::: Brontekst

Na een bundel die hij uit zelfkritiek vernietigde (1962) publiceerde hij zijn eerste gedichten in een verzamelbundel van Opwenteling,Eindhoven, 1971, een tweede maal bij die uitgeverij in 1979. Zijn gedicht Zoiets als tederheid werd bekroond in de Poëzieprijs van Sint Truiden in 1978 en werd opgenomen in Gedichten 78. Een keuze uit de tijdschriften (DF Poëziereeks). In 1980 nam W.Tiberghien een gedicht op in de bloemlezing Zeventig voorbij. Een keuze uit tien jaar Vlaamse jongerenpoëzie (1970-1979), verschenen in 1980. Een kort verhaal verscheen bij Scribae in een bundel met verschillende genres als SF, western, horror, spa: Sla 'm dood, 1979. Cees Nooteboom selecteerde gedichten van hem voor de Literaire Rubriek van het Nederlandse tijdschrift Avenue. Er was ook een kort verhaal bekroond door het Deventer Literair Café, in 1974. Ondertussen had hij een vijftal jaren een kunstgalerie geleid, nadien werkte hij als redactiesecretaris. Hij haalde een diploma Bibliotheconomie en zijn proefschrift "Het uitlenen van kunst in de Openbare Bibliotheek" werd uitgegeven in Den Haag, door het Nederlands Bibliotheek en Lektuur Centrum, 1977. Voor die Bibliotheekdienst maakte hij een aantal jaren als Vlaming boekbesprekingen ten behoeve van de Nederlandse bibliotheken.

In 1972 verscheen dan zijn officiële debuut, maar het duurde tot eind jaren zeventig, begin jaren tachtig voor hij geleidelijkaan zijn plaats vond. Bundels: "Gelukkig werd het weer een heel fijn weekend (1979)" en "Verschuivingen (1981)" werden gevolgd door het essay dat veel stof deed opwaaien "De Nieuwe Romantiek". Situering en bloemlezing, verschenen in 1981. Heel de literaire kritiek viel hem aan maar in Nederland vond Guy van Hoof waardering bij de criticus en dichter Tom van Deel die het met zijn benadering eens was.

::::::
::: Invoergegevens

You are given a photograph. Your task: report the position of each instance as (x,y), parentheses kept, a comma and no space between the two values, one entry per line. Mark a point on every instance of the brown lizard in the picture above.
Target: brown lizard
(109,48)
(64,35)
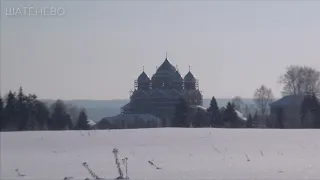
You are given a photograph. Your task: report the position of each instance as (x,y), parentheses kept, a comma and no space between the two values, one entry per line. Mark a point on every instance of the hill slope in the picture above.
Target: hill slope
(181,153)
(98,109)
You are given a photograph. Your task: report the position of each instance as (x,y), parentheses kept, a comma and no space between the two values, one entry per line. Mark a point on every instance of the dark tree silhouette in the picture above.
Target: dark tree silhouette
(10,112)
(22,110)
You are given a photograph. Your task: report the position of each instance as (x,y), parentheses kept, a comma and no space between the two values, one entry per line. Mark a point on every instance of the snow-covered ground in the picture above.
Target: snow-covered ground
(201,153)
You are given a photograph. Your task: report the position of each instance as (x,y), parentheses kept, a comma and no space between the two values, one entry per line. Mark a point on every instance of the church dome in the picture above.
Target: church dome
(166,66)
(143,77)
(178,76)
(189,77)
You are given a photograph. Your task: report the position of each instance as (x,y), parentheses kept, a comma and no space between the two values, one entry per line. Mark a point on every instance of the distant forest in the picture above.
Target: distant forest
(19,111)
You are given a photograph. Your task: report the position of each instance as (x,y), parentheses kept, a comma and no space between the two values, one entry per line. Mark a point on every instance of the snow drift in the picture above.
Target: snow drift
(204,153)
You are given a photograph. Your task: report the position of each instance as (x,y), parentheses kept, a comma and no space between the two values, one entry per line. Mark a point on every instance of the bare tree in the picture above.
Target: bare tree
(262,98)
(300,80)
(237,103)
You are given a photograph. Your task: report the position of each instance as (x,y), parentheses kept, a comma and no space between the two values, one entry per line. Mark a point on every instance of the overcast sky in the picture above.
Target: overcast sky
(97,48)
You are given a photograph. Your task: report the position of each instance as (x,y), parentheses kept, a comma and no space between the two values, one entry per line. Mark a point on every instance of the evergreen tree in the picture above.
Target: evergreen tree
(32,123)
(213,111)
(249,122)
(83,121)
(231,115)
(180,114)
(9,114)
(1,114)
(22,110)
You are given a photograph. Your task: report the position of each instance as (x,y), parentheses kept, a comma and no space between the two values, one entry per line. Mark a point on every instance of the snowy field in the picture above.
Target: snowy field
(180,153)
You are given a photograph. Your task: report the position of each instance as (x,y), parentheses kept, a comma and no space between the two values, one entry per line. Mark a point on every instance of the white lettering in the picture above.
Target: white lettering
(53,11)
(9,12)
(32,11)
(18,12)
(61,11)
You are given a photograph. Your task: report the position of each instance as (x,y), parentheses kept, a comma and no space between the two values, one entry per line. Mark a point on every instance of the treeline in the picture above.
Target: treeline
(211,117)
(297,81)
(21,112)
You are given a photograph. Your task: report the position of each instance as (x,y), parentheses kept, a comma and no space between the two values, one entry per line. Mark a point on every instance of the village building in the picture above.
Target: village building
(154,99)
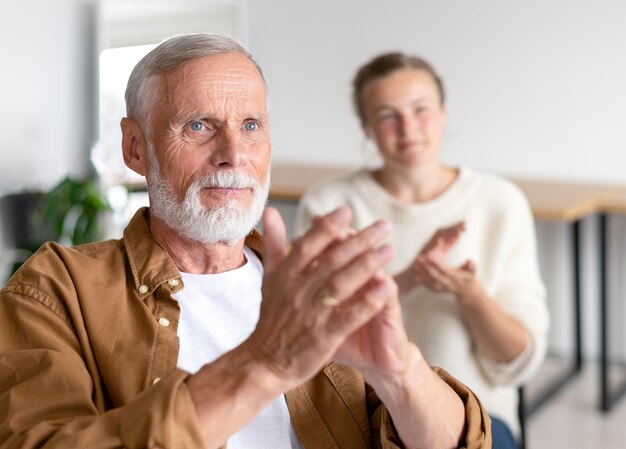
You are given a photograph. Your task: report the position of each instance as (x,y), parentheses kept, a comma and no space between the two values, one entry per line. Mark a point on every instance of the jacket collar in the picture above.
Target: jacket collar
(150,264)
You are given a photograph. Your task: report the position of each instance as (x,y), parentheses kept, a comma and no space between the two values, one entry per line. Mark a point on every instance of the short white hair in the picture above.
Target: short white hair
(143,88)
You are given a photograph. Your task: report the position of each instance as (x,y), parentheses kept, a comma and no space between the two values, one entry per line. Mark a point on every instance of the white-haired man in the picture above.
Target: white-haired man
(178,336)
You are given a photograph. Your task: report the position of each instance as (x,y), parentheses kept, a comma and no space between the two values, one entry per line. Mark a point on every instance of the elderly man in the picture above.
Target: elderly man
(178,336)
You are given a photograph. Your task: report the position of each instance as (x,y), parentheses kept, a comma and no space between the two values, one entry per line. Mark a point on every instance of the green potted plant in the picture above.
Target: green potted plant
(69,213)
(73,210)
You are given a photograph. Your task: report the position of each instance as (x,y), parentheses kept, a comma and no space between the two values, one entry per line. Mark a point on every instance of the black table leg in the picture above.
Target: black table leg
(560,381)
(608,398)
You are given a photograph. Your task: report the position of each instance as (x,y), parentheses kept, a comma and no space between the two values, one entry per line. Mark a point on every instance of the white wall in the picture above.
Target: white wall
(535,89)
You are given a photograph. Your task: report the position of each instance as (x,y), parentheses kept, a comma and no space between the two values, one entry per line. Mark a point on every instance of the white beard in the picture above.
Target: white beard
(228,223)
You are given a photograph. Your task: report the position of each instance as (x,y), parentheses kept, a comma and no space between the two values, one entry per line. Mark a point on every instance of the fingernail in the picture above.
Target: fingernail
(340,214)
(382,227)
(384,253)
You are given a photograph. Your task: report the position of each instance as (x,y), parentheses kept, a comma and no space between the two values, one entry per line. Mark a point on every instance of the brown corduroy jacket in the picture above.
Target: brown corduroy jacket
(88,353)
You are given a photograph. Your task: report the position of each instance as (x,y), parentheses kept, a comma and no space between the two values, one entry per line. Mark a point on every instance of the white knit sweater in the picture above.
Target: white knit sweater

::::::

Opdracht 1 >>
Herschrijf in de tekst over Guy van Hoof de alinea die begint met "In 1972 verscheen dan" beknopter. Behoud de belangrijkste feiten.
Opdracht 2 >>
Neem uit de tekst over Guy van Hoof het stuk over dat begint bij "In 1972 verscheen" en doorloopt tot en met "benadering eens was.". Vervang daarin "essay" door "opstel".
Opdracht 3 >>
Zet de tekst over Guy van Hoof voort na de laatste zin.

Verwacht resultaat 1 >>
In 1972 debuteerde hij officieel, maar pas eind jaren zeventig, begin jaren tachtig vond hij geleidelijk zijn plaats. Na de bundels "Gelukkig werd het weer een heel fijn weekend" (1979) en "Verschuivingen" (1981) volgde in 1981 het omstreden essay "De Nieuwe Romantiek". De hele literaire kritiek viel hem aan. In Nederland kreeg Guy van Hoof wel waardering van criticus en dichter Tom van Deel, die het met zijn benadering eens was.

Verwacht resultaat 2 >>
In 1972 verscheen dan zijn officiële debuut, maar het duurde tot eind jaren zeventig, begin jaren tachtig voor hij geleidelijkaan zijn plaats vond. Bundels: "Gelukkig werd het weer een heel fijn weekend (1979)" en "Verschuivingen (1981)" werden gevolgd door het opstel dat veel stof deed opwaaien "De Nieuwe Romantiek". Situering en bloemlezing, verschenen in 1981. Heel de literaire kritiek viel hem aan maar in Nederland vond Guy van Hoof waardering bij de criticus en dichter Tom van Deel die het met zijn benadering eens was.

Verwacht resultaat 3 >>
De literaire uitgeverij Nioba vroeg hem een bundel en dat werd "De wetten van Copernicus (1988)", terwijl Dirk Claus hem bij Paradox wilde en dat leidde tot de verzamelbundel "Bestand (1993). De auteur wisselde poëzie af met essays, zoals de Literaire Gids voor provincie en stad Antwerpen (met Jos Boré die de provincie voor zijn rekening nam) in 1985 bij de uitgeverij Hadewych en een jaar later een essay over Thierry Deleu: Aan wat overblijft heb ik genoeg, 1986 bij het P.Nerudafonds; in 1989 De vrijheid heeft maar één gezicht, over schrijver-cineast en beeldenstormer Frans Buyens, en Als een jager in zijn grondgebied, 2002 bij de Vereniging van West-Vlaamse Schrijvers, opnieuw over Thierry Deleu. Nog in 2002 een essay over de poëzie van Rik Wouters: Recht van spreken.

In 1985 was hij ondertussen in Polen zijn bundel Uskok gaan voorstellen, in vertaling door prof. Jerzy Koch. In 1997 publiceerde het het Maison de la Poësie, Namur in het ts. Sources een dozijn gedichten in Franse vertaling.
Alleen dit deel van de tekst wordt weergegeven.